→ Objective
Quote the entries starting with the line with "Drop a pin on every instance of the wrist" and going on through the line with "x=228, y=56", word for word, with the pictures left out.
━━━━━ Dataset records
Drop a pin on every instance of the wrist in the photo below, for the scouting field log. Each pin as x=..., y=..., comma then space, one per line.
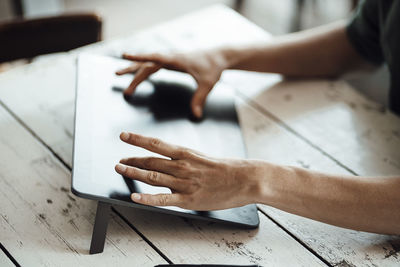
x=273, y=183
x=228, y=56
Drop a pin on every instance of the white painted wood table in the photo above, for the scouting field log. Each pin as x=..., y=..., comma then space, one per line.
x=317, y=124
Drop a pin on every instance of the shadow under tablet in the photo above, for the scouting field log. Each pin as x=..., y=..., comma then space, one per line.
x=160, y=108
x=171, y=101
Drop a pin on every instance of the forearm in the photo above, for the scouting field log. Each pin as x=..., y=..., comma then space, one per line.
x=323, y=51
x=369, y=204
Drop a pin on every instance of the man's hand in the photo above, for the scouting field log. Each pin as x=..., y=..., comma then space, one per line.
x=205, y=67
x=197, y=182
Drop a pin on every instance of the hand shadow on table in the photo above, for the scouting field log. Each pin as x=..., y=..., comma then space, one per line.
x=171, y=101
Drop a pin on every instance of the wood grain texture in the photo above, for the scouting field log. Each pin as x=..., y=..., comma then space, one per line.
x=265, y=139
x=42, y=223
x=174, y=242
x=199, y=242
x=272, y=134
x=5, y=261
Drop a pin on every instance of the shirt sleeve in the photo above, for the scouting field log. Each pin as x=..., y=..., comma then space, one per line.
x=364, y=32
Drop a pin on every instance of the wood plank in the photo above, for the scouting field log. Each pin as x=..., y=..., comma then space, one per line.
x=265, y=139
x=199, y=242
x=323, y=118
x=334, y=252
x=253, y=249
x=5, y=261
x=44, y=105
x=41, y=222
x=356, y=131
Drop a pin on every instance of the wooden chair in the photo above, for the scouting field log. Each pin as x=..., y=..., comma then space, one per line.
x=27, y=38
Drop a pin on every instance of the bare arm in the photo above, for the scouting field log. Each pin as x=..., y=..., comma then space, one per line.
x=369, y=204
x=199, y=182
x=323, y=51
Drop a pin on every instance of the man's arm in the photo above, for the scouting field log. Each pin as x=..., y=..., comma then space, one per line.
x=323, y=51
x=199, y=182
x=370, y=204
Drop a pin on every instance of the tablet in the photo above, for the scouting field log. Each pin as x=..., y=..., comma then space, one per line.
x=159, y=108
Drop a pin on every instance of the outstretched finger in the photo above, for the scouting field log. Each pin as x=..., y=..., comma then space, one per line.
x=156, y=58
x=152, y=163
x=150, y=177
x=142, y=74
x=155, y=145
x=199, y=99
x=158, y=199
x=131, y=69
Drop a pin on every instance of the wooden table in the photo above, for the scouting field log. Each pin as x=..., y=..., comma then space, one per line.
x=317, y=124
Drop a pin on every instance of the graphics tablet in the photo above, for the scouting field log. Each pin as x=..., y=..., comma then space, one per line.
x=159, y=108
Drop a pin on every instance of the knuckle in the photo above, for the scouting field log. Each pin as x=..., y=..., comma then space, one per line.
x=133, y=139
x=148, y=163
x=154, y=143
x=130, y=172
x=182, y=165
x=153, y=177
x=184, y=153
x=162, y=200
━━━━━━━━━━
━━━━━ Dataset records
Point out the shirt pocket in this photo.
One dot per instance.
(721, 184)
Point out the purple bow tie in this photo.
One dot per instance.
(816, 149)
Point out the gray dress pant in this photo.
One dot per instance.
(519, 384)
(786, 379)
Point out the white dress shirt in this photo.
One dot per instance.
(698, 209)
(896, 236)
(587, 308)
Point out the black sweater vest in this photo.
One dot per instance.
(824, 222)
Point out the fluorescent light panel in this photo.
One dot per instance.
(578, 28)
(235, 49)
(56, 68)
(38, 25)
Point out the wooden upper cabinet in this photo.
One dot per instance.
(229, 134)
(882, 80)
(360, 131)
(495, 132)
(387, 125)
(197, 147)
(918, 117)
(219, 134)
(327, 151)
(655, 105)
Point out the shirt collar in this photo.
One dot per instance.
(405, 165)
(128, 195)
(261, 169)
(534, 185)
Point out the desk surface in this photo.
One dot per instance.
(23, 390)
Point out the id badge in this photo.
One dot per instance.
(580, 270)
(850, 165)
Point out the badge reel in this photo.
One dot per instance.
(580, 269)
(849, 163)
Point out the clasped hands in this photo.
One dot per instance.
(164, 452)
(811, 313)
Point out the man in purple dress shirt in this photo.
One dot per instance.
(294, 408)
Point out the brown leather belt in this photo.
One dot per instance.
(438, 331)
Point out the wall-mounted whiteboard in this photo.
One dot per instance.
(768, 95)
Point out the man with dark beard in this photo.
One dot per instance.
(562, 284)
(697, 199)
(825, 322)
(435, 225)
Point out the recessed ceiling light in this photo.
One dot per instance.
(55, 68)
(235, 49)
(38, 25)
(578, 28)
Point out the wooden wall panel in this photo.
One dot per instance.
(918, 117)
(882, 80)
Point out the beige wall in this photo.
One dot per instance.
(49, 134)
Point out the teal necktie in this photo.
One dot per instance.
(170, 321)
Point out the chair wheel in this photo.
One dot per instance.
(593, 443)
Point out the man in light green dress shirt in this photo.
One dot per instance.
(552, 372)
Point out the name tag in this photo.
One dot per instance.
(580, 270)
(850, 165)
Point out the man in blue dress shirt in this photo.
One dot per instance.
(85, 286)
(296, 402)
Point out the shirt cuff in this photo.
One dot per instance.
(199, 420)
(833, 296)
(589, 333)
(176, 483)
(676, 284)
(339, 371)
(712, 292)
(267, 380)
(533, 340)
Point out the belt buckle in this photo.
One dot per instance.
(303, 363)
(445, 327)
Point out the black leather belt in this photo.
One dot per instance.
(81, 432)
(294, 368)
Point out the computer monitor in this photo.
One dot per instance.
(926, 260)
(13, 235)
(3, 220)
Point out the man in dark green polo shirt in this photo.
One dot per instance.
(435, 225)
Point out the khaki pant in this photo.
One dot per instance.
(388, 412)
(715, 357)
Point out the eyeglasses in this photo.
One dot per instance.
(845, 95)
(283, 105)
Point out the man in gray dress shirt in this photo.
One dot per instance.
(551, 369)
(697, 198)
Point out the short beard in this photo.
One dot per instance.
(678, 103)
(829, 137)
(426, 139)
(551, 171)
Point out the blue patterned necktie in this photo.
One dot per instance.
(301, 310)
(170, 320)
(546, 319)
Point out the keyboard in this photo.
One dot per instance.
━━━━━━━━━━
→ Result of this task
Drop a pin on every instance of the wrist in the photo below, for the scouting field log. Each pin as x=..., y=..., comma then space, one per line.
x=273, y=183
x=228, y=56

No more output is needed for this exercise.